§ Work to complete
Report back every line of the entries that contains "below", exactly as written.
[[ Data to process open ]]
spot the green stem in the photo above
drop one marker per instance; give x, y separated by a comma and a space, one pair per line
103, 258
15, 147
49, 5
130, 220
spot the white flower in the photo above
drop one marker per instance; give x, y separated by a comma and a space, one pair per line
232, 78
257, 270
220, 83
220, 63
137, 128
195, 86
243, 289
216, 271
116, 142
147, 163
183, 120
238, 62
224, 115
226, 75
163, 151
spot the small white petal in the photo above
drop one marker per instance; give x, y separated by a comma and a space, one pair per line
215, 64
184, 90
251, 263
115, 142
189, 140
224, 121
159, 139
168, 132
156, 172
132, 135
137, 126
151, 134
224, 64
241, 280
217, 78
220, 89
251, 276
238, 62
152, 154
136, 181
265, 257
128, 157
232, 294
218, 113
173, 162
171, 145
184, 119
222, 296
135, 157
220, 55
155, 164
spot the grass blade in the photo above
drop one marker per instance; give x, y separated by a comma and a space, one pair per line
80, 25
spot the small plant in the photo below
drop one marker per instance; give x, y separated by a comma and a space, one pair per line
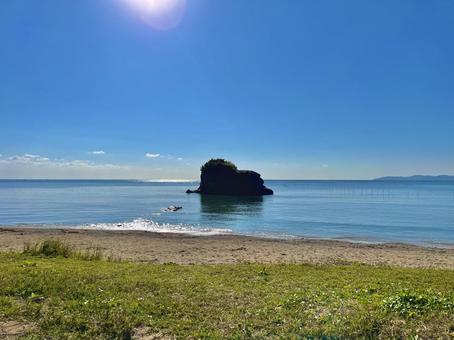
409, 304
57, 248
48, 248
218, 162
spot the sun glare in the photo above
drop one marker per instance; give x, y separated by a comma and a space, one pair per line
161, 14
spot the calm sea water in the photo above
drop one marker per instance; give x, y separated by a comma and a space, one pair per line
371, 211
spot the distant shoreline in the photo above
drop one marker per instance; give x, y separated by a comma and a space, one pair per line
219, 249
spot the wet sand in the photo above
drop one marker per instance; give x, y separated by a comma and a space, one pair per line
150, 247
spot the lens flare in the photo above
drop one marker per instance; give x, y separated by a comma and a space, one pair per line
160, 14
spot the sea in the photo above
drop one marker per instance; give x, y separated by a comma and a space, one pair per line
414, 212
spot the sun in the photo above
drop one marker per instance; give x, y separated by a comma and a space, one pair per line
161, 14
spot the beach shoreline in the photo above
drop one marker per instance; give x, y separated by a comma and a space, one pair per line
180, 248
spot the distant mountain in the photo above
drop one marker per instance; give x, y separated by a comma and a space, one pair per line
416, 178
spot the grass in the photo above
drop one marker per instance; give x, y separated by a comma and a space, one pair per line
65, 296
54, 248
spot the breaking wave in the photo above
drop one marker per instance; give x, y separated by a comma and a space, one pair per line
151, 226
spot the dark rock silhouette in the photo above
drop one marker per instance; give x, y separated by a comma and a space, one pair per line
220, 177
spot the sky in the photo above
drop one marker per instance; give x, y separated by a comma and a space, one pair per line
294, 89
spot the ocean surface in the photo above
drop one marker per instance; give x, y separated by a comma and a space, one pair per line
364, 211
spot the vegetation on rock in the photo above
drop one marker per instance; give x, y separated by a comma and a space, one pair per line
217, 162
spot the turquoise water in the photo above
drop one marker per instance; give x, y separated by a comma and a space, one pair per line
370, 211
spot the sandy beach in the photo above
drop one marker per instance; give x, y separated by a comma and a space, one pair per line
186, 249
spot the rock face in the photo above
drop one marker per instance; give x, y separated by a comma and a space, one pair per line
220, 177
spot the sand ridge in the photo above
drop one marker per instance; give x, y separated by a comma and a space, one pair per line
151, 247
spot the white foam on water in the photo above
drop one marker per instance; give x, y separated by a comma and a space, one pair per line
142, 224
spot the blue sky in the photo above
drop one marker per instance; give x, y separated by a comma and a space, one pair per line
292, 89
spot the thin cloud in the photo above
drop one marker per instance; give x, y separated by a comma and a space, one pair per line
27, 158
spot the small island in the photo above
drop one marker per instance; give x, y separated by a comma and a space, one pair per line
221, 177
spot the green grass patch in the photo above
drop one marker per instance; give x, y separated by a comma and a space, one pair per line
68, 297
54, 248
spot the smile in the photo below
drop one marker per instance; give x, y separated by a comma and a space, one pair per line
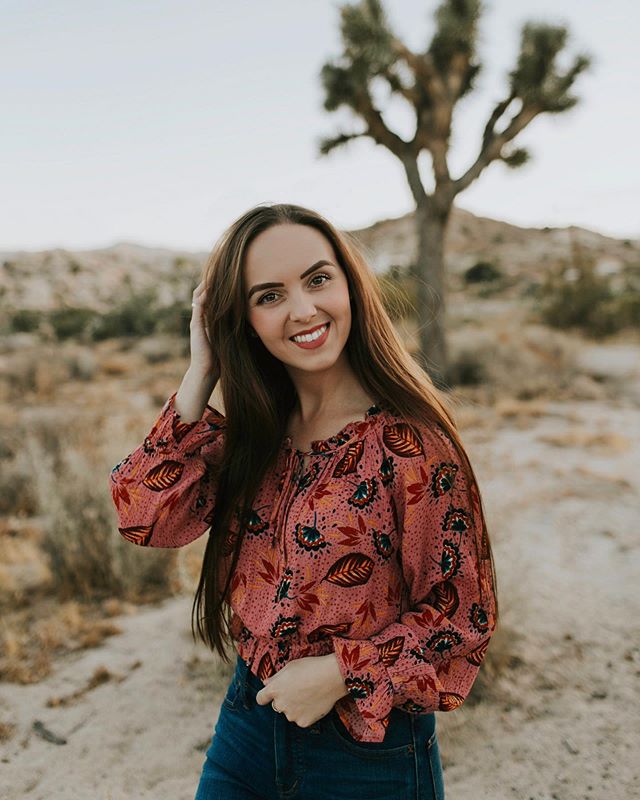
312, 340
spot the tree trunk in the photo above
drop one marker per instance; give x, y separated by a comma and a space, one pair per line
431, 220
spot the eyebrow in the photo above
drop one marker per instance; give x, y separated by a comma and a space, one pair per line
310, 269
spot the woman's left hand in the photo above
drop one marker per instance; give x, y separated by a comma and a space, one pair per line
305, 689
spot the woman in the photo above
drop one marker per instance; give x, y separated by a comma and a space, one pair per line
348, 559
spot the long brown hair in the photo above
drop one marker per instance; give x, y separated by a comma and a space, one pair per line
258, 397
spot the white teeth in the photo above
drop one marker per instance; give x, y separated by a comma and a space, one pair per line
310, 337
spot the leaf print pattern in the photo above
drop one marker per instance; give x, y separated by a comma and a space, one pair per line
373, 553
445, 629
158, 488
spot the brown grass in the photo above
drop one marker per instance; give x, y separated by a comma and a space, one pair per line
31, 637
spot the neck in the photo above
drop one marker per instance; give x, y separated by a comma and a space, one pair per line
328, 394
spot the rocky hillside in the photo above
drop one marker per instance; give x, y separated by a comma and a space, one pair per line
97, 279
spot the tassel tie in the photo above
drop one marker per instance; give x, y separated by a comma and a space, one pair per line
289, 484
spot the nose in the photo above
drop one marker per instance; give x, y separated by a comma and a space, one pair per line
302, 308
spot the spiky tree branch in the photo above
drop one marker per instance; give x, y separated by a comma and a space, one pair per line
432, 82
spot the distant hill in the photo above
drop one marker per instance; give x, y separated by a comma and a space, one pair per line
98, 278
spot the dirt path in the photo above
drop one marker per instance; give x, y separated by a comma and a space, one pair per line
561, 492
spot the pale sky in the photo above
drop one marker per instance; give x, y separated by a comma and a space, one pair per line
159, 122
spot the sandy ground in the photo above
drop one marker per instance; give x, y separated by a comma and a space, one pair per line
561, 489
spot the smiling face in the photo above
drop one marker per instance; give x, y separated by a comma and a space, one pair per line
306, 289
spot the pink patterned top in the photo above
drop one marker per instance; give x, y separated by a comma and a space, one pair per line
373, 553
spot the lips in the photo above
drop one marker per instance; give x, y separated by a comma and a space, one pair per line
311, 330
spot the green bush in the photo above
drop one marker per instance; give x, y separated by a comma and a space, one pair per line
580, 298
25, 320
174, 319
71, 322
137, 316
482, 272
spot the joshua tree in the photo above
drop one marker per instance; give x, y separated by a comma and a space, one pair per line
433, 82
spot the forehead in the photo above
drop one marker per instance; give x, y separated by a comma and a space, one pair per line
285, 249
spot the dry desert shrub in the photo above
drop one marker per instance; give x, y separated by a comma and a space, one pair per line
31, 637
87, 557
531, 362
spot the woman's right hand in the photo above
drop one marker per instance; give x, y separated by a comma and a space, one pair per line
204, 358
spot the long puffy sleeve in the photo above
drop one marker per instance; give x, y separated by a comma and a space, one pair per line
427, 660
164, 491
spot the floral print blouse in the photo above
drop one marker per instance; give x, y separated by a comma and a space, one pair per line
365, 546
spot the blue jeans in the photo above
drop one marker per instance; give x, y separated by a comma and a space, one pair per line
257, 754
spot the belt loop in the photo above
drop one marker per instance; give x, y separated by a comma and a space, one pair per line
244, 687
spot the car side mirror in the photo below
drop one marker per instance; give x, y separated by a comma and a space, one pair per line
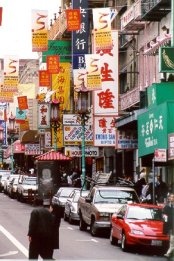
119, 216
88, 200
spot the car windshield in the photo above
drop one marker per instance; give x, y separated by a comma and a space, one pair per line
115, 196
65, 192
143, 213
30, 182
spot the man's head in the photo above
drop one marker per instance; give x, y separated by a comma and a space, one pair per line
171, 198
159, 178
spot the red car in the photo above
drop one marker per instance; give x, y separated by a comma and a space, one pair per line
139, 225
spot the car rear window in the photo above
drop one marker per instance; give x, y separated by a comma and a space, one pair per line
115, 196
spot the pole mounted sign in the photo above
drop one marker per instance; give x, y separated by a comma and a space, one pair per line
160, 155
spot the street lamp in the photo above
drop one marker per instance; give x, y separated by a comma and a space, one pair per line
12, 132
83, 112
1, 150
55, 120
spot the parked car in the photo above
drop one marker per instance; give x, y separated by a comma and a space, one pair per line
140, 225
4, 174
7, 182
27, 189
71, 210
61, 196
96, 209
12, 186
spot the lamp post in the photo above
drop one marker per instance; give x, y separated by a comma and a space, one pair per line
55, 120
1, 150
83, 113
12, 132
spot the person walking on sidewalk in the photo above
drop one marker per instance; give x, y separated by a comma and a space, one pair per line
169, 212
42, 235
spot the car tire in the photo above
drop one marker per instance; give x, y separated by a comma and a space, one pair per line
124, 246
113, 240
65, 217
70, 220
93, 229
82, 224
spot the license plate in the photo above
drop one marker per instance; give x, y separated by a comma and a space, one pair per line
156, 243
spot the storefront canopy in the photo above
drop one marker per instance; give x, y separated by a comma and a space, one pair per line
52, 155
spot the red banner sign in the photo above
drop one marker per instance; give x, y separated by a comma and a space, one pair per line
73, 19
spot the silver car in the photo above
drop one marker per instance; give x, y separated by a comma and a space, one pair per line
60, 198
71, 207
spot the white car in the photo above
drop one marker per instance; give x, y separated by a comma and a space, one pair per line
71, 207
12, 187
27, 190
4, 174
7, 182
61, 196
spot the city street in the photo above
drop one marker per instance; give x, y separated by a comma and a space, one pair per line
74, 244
[[ Data to process closed ]]
§ Result for this task
spot the small plant in the photo below
spot the smile in the photo below
spot the car side mirror in the photo below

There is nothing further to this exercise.